PROBLEM REQUIREMENTS →
Rescale the data below from the line containing "Above is a photo. Locate every driveway" through the line containing "left=234, top=421, right=1067, bottom=755", and write out only those lines again. Multiply each bounding-box coordinate in the answer by 1.6, rounding to whole numbers with halves rounded up, and leave the rest of the text unchanged.

-- Start of DATA ROWS --

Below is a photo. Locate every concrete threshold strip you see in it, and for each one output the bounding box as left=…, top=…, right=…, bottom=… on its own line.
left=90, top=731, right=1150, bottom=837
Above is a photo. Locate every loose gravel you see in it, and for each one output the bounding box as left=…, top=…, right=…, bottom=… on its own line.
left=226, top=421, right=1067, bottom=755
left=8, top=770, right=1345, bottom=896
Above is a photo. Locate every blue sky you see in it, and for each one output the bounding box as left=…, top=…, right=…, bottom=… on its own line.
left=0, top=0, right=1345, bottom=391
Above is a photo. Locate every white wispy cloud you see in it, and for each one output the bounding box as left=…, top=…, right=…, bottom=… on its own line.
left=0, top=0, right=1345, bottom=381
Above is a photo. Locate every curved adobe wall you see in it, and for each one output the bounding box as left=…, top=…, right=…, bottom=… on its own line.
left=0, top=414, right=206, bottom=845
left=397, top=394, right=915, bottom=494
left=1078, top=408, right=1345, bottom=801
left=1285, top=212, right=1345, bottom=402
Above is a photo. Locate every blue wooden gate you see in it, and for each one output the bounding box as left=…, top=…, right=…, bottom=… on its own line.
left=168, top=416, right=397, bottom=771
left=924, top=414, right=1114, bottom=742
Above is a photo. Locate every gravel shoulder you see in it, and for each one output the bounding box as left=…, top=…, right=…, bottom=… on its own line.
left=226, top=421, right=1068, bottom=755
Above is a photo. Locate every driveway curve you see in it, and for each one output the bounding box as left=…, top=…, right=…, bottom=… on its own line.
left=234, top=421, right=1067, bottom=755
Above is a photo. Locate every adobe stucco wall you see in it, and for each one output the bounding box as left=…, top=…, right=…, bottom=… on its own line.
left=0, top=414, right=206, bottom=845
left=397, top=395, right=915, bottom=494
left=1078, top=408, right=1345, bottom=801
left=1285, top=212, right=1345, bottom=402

-- End of DATA ROWS --

OUTPUT OF THE TASK →
Above is a photo. Locate every driveway curve you see in it, and for each one output the bounding box as left=…, top=…, right=…, bottom=… on its own line.
left=374, top=674, right=1707, bottom=1208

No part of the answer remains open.